What you will do: Reproduce every line of the records below verbatim, omitting the pictures.

[Records excerpted from a collection]
• • • • •

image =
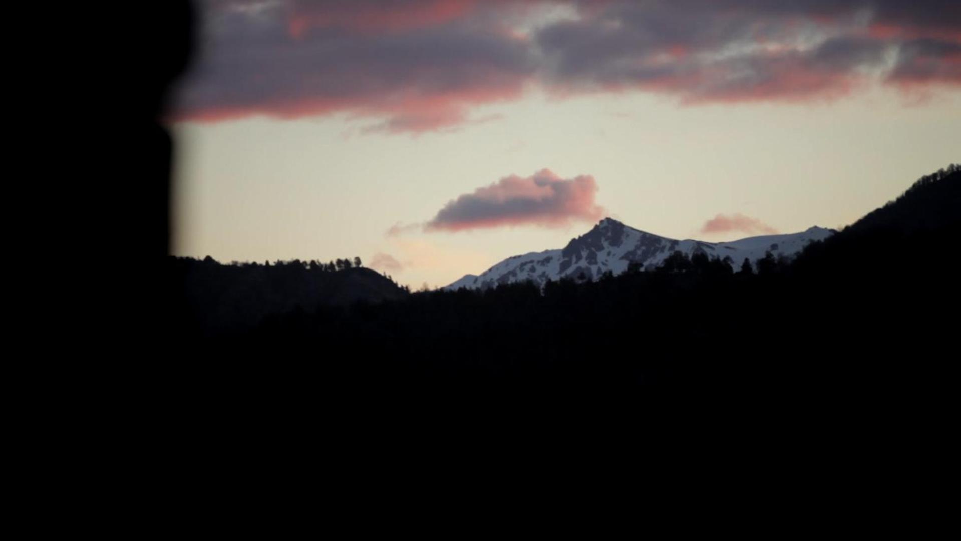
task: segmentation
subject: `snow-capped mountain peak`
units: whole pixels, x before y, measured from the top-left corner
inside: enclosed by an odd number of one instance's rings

• • • • •

Exercise answer:
image =
task: segmentation
subject: `snow-capped mountain peak`
units: whole pixels, x before y, measured from the top-left corner
inside: enclosed by an odd number of one instance's rings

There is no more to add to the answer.